Many of us may not know it, but we may be worth more to our employers dead than alive. The so-called dead peasant, or dead janitor insurance is insurance purchased by companies on low-level employees. This practice is generally done without the knowledge of the employee. When the employee dies, the family receives no benefit. Instead the face value of the policy goes to the company, tax-free[1]. This insurance is also known as corporate-owned Life Insurance or COLI[2].

Prior to the 1980s, insuring lower level employees by corporations was not allowed; [3] there was no “insurable interest”[4] in the employees’ survival. Companies could not argue there would be financial hardship if file clerks, janitors or nonessential managerial personnel perished. The rules for insurability[5] were designed to prevent life insurance from providing an incentive or avenue to profit from ones death. Insurance companies aggressively lobbied state insurance departments to modify the rules. The net effect allowed insurance companies to sell janitor insurance; without regulations or guidelines.

The rules in most states are unclear whether employers are obligated to inform workers if they are covered by COLI. Insurance codes in most states provide little help, if any, to an employee in discovering out whether a company has insured them, or the amount of the death benefit. Nor can family members ascertain if a current or past employer collected, or if they will collect. “ In Georgia, in fact, employers can even collect death benefit on the children and spouses of their employees. When asked about the law, the state’s insurance regulators said employers and insurers don’t report the details of COLI transactions to the state; (Schultz, Francis WSJ, April 24, 2002).”

────────────────

Parts of the exercise »
**1.** Decide whether each statement agrees with the passage on corporate-owned life insurance, answering yes or no and quoting the words from the passage that settle it. (a) When a covered employee dies, the family receives the policy's benefit. (b) Before the 1980s, corporations were not allowed to insure lower-level employees. (c) In Georgia, employers can collect death benefits on the children and spouses of their employees.
**2.** According to the passage on corporate-owned life insurance, what other name is dead peasant or dead janitor insurance known by?
**3.** Carry on the passage on corporate-owned life insurance from its last sentence.
The material after this passage has no connection to it.

Collected data »
────────────────

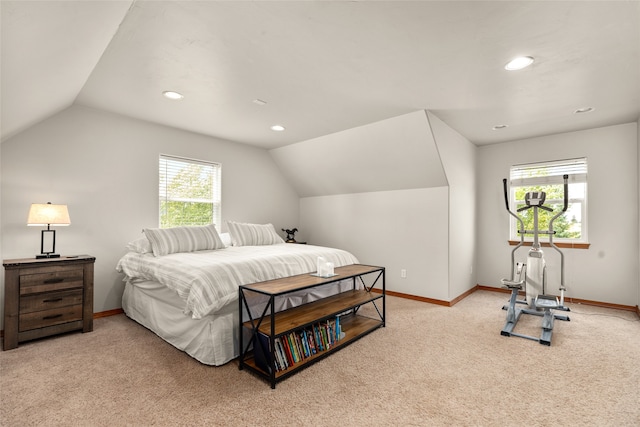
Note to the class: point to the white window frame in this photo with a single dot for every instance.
(169, 164)
(523, 175)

────────────────

Expected responses »
**1.**
(a) No: "When the employee dies, the family receives no benefit."
(b) Yes: "Prior to the 1980s, insuring lower level employees by corporations was not allowed"
(c) Yes: "In Georgia, in fact, employers can even collect death benefit on the children and spouses of their employees."

**2.** It is also known as corporate-owned Life Insurance, or COLI.

**3.**
Why do corporations buy janitor insurance? These policies yield tax-free income as their cash value increases. Corporations can borrow against these policies to raise cash. Money from these policies may be used for any purpose. Until 1996 the biggest advantage was the tax deduction received on the interest they were paying.[6] These loans were often at lower interest rates than money that could be borrowed from banks. Even without these deductions, corporations would benefit from tax-free gains and the death benefit collected.[7]

The IRS has the ability to find out about the COLI policies. The rules for disclosure are vague, thus making it hard to determine the amount of money spent on insurance. Corporations also use other types of COLI insurance to pay for executive benefits. The rules for disclosure don’t require companies to distinguish if the insurance is ‘COLI Executive’ or ‘Janitor COLI’; thereby, companies report their life insurance in aggregate. Accounting standards only require companies to report cash value as an aggregate number and only if the increase is significant.

If Congress asked their economists to determine the cost to tax payers, they would have a hard time determining a dollar value. Companies borrow against the cash value on the policies and do not report it as income; therefore, it is not taxable.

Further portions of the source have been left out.